• **Texte retenu**:
M. Serge Dassault. En supprimant l’impôt sur le revenu progressif et en appliquant trois taux constants à l’assiette de la CSG, dont tout le monde devrait s’acquitter, on baisserait les impôts de l’ensemble des contribuables, lesquels pourraient ainsi s’enrichir, ce qui réduirait les dépenses publiques.

L’intérêt de cette proposition est aussi financier, car l’impôt à taux constant permettra de supprimer les niches fiscales de l’impôt sur le revenu, soit 34 milliards d’euros.

Ce modèle à taux constant rapportera autant que le système actuel, même en tenant compte des réductions d’impôts.

Il restera plus de 50 milliards d’euros de niches fiscales, ce qui permettra à l’État de baisser l’impôt sur les sociétés ainsi que l’impôt sur les plus-values et sur les dividendes, et de supprimer entièrement l’ISF.

Il s’agit de la seule solution, messieurs les ministres, à même de résoudre tous vos problèmes tout en augmentant le pouvoir d’achat de nos concitoyens.

Quelles que soient les mesures prises, si le Gouvernement ne met pas en place cette proposition, le risque de faillite restera inchangé et nos déficits budgétaires ne feront que s’aggraver.

Mme la présidente. Il vous faut conclure !

M. Serge Dassault. N’oubliez pas, madame la présidente, messieurs les ministres, mes chers collègues, qu’il n’est en France, malgré tout ce que l’on raconte, ni peuple de droite ni peuple de gauche, mais un peuple français, qui doit avoir la possibilité de s’enrichir.

Je suis sûr que le Président Macron est favorable à ma dernière proposition. Comme il l’a dit lui-même, il n’est ni de droite ni de gauche, mais pour tous. Il ne sera jamais assez remercié d’avoir mis en place un gouvernement d’union nationale et de vouloir supprimer l’ISF. (M. Richard Yung applaudit.)

• **Consigne 1**:
Repérez parmi les lignes ci-dessous chacune de celles qui contiennent la chaîne « skull », puis recopiez-les toutes.

• **Extraits de données**:
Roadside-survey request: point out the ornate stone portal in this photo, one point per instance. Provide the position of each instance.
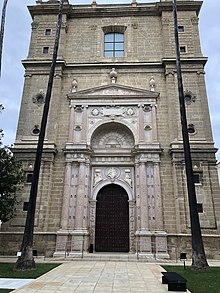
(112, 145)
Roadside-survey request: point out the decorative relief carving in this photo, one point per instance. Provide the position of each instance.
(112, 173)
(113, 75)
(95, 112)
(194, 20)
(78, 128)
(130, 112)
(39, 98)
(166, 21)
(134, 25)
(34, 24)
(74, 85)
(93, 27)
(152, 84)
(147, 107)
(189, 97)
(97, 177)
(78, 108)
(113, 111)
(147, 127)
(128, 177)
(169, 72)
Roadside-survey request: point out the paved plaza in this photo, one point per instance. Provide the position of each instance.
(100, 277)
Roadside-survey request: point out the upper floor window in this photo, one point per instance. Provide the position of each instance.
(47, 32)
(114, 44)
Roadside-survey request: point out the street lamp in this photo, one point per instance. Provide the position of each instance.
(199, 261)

---

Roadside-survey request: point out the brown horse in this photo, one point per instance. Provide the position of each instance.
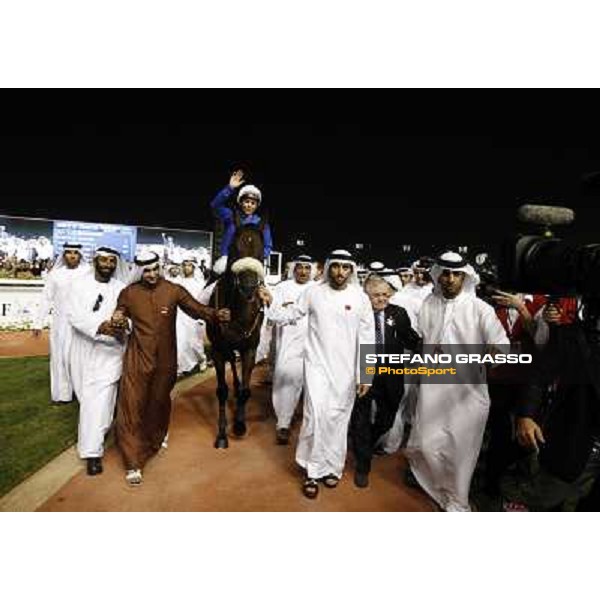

* * *

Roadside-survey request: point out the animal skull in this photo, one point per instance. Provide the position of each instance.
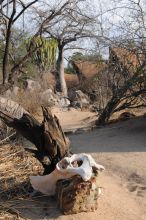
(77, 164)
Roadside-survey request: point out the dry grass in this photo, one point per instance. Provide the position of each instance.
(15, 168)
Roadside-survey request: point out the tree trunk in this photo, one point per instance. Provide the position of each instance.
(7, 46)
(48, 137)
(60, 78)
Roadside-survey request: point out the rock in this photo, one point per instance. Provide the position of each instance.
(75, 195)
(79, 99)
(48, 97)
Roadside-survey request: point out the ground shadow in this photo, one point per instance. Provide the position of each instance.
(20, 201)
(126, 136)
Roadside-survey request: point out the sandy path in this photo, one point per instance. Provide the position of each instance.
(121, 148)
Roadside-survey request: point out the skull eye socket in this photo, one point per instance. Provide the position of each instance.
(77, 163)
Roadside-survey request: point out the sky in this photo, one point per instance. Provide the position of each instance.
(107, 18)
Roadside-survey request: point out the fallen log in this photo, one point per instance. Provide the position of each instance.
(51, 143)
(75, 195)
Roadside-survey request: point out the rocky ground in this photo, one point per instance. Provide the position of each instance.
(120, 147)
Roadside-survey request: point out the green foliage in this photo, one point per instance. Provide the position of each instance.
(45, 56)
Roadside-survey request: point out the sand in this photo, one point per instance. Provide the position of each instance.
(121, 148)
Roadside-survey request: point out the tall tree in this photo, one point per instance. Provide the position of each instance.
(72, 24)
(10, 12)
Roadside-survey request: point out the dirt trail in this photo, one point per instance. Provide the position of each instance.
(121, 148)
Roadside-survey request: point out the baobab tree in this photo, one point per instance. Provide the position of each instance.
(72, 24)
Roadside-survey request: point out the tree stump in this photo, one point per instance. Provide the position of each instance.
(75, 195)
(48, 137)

• **Consigne 2**:
Reprenez le passage du texte retenu commençant par « M. Serge Dassault. En » et se poursuivant jusqu'à « des réductions d’impôts. », en y remplaçant « niches fiscales » par « exonérations fiscales ».

• **Réponse correcte 1**:
Roadside-survey request: point out the animal skull in this photo, one point per instance. Provide the position of each instance.
Roadside-survey request: point out the skull eye socket in this photo, one point per instance. Provide the position of each instance.

• **Réponse correcte 2**:
M. Serge Dassault. En supprimant l’impôt sur le revenu progressif et en appliquant trois taux constants à l’assiette de la CSG, dont tout le monde devrait s’acquitter, on baisserait les impôts de l’ensemble des contribuables, lesquels pourraient ainsi s’enrichir, ce qui réduirait les dépenses publiques.

L’intérêt de cette proposition est aussi financier, car l’impôt à taux constant permettra de supprimer les exonérations fiscales de l’impôt sur le revenu, soit 34 milliards d’euros.

Ce modèle à taux constant rapportera autant que le système actuel, même en tenant compte des réductions d’impôts.